WHAT THE EXERCISE ASKS:
Reproduce the material below word for word, keeping every line in its original order.

THE INPUT:
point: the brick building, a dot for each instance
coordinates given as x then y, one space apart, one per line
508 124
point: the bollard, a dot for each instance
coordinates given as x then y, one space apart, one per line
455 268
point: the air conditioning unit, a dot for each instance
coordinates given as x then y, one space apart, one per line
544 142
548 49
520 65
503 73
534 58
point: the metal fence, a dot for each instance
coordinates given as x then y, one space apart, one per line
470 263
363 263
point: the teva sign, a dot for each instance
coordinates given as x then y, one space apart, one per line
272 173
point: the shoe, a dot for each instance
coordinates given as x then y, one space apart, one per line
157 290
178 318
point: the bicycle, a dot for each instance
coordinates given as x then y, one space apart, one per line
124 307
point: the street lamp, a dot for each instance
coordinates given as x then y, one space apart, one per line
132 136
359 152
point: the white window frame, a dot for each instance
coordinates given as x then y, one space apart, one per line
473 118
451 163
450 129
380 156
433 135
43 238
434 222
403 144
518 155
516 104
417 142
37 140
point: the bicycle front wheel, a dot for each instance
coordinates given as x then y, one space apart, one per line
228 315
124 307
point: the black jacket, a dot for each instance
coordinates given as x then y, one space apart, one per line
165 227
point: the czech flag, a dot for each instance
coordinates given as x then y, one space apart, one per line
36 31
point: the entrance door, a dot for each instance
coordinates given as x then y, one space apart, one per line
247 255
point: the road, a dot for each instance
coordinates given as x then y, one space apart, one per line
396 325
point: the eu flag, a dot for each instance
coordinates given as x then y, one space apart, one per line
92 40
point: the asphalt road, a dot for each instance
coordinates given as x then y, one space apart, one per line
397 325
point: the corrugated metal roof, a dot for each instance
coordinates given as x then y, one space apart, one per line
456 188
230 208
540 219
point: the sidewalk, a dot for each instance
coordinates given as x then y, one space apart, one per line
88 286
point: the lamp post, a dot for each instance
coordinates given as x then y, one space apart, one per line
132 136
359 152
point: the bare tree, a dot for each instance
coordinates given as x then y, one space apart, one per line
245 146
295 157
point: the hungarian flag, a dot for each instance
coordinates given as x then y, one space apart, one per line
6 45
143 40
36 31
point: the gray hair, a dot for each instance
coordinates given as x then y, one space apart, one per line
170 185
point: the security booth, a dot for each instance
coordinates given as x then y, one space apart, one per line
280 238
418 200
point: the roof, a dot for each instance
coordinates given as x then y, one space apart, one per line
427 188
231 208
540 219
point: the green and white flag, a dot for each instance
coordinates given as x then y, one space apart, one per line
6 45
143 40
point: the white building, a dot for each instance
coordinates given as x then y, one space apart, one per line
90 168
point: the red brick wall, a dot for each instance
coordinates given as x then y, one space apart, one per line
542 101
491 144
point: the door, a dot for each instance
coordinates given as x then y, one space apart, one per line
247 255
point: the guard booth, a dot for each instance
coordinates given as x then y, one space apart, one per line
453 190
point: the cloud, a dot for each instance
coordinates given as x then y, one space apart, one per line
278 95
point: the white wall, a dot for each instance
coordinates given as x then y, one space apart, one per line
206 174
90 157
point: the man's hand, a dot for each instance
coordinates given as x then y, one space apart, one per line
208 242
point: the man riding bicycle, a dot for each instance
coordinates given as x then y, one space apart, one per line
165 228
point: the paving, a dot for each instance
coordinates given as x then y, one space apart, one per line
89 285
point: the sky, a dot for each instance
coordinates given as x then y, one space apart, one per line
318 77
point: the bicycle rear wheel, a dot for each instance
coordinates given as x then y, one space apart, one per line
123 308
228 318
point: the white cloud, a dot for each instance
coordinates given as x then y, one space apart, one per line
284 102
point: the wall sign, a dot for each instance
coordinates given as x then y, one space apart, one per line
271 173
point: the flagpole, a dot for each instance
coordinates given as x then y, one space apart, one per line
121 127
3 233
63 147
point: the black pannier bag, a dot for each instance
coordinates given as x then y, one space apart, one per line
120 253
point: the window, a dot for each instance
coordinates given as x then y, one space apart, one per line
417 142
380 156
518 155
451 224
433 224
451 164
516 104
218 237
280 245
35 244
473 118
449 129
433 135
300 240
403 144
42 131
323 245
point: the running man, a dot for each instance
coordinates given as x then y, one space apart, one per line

EXERCISE RESPONSE:
point: the brick building, a dot for each instance
coordinates given as x then y, one space apart, one per line
508 124
point: the bollard, a dot for each instance
coordinates given as x then y, one space apart, one per line
455 268
point: the air conditioning unit, a dot for each instance
coordinates given as x then y, one space apart, one per line
544 142
548 49
520 65
503 73
534 58
point: the metal fence, a dot for each instance
coordinates given as x then y, one space apart, one per line
470 263
363 263
point: the teva sign, a dot for each instance
coordinates given as x then y, one space apart, one per line
272 173
point: the shoe, a dot for each instance
coordinates given as x then y, one space apart, one per line
157 290
178 318
point: the bicycle, a dot for each instance
coordinates given as x then y, one space apart, one per line
124 307
point: the street lamp, a dot for each instance
coordinates given as x then y, one space apart, one per line
132 136
359 152
point: the white window frame, a dot for each instance
coordinates given as x then y, one space apart, one per line
473 118
451 163
450 129
380 156
433 135
43 238
434 222
403 144
518 155
516 104
417 142
37 140
point: the bicycle front wheel, a dot for each instance
coordinates given as x then y, one space apart, one per line
228 315
124 307
point: the black jacket, a dot for each instance
coordinates given as x then y, one space apart, one per line
165 227
point: the czech flag, a dot for each instance
coordinates given as x then y, one space apart, one per line
36 31
point: the entrance door, a dot for each instance
coordinates given as x then y, one space apart, one per line
247 255
point: the road, a dot for each instance
coordinates given as x then y, one space apart, one per line
396 325
point: the eu flag, a dot for each instance
coordinates given as x then y, one space apart, one per line
92 40
point: the asphalt road, a dot for each instance
coordinates given as x then y, one space apart, one per line
397 325
point: the corrugated metal roof, a dot for each instance
coordinates given as x then y, one space apart, one per line
456 188
230 208
540 219
point: the sidewalk, a dot for each instance
coordinates given as x then y, one space apart, one per line
88 286
point: the lamp post, a dot for each instance
coordinates given as x then y, one space apart, one per line
132 136
359 152
point: the bare tree, a dot for each instance
coordinates given as x then y, one space apart, one per line
245 146
295 157
point: the hungarian flag, a dot for each instance
coordinates given as x then y, one space apart, one per line
6 45
143 40
36 31
point: the gray hair, a dot for each instance
coordinates given as x then y, one space apart, one per line
170 185
point: the security booth, a dot for each instance
coordinates given as x then y, one space apart, one per line
280 238
418 200
point: the roof, a dot for each instance
coordinates given as x then y, one space apart, one per line
427 188
231 208
540 219
point: the green and white flag, a dot for each instance
coordinates given as x then y, one space apart, one per line
6 45
143 40
point: the white building, a dot for each instance
coordinates given as x then y, one space apart, one per line
90 168
point: the red brick wall, a dot for each instance
coordinates given as x then y, one space apart, one per line
542 101
491 144
point: the door, a dot for each instance
coordinates given as x then y, one space apart, one per line
247 255
point: the guard booth, a dot for each instance
coordinates given as x then y, one space apart, one per line
453 190
point: the cloud, a dot for each instance
coordinates given as x then y, one space apart, one per line
278 95
point: the white wall, a dot for each instance
coordinates given as x then y, one space apart, one per line
206 174
90 157
point: the man's hand, a dot for each instance
coordinates given as x then y, one space apart, one per line
208 242
point: the man riding bicycle, a dot for each instance
coordinates given as x then y, one space apart, one per line
165 228
point: the paving, a dot for each instance
coordinates given as x then y, one space apart, one per line
89 285
point: the sky, a dot for each instance
coordinates given as x then y, one space apart, one per line
318 77
point: the bicycle rear wheel, a dot for each instance
coordinates given as x then y, one space apart, one per line
123 308
228 318
point: the white cloud, a dot for each instance
coordinates given as x then y, one space apart, one per line
284 102
point: the wall sign, a dot for each instance
coordinates given as x then y, one space apart, one per line
271 173
point: the flagpole, a dot for each instance
coordinates given as x then y, one space apart, one per line
121 127
3 233
63 147
point: the black pannier bag, a dot for each instance
coordinates given as x then y, one space apart, one per line
120 253
point: the window, a dot for each instance
coordinates given as x then y, one space apart, one per line
417 142
380 156
518 155
451 224
433 224
451 164
516 104
218 237
280 245
35 244
473 118
449 129
433 135
300 240
403 144
42 131
323 245
point: the running man, a dot for each instance
coordinates given as x then y, one space apart, one per line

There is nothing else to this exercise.